> [Task requirements] Beginning with the line containing "Target: white highlight streak on painting" and ending with the last line, repeat the records exactly.

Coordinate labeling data
★ ★ ★ ★ ★ ★ ★
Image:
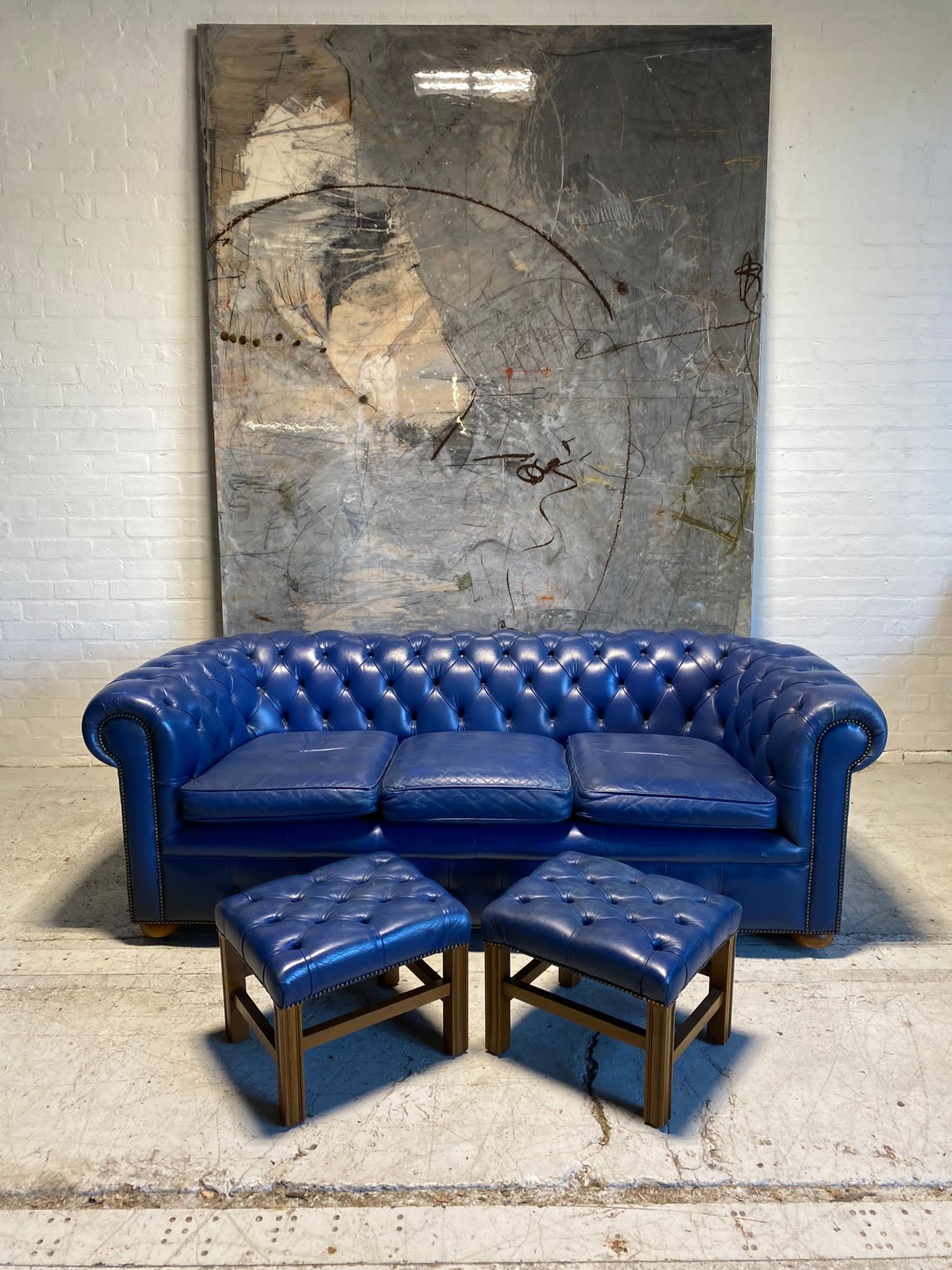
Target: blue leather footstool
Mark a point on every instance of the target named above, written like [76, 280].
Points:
[643, 934]
[356, 918]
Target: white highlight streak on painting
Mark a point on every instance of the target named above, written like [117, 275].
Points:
[503, 86]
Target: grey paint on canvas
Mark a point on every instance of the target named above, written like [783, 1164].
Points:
[485, 309]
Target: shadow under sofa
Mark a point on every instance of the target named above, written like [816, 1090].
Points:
[723, 760]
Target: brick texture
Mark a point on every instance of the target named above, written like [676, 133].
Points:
[107, 531]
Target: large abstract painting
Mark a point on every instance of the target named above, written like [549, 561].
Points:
[484, 309]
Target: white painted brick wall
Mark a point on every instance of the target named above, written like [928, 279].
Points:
[106, 513]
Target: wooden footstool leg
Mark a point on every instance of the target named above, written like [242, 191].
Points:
★ ★ ★ ★ ★ ★ ★
> [Written answer]
Target: white highlight streak on painting
Mark a point on every instance of the target named above, written like [117, 275].
Points:
[503, 86]
Target: grey paint on canvas
Mark a point on every instance of the target named above, written like [783, 1164].
Points:
[485, 309]
Target: shadow under sofa
Mark a point on every instance of the target named above, written like [816, 1090].
Points:
[723, 760]
Target: brick texture
Mark a point on every instance of the target named above, written like [676, 133].
Points:
[107, 531]
Target: large abstract painting
Mark a point on every instance of the target named above, written like [549, 561].
Points:
[484, 309]
Target: white painted brick wall
Mark a point on every instance of the target named above, written like [928, 279].
Points:
[106, 513]
Target: wooden footstool leg
Mark a point on every instance of the target named above, written like [242, 191].
Points:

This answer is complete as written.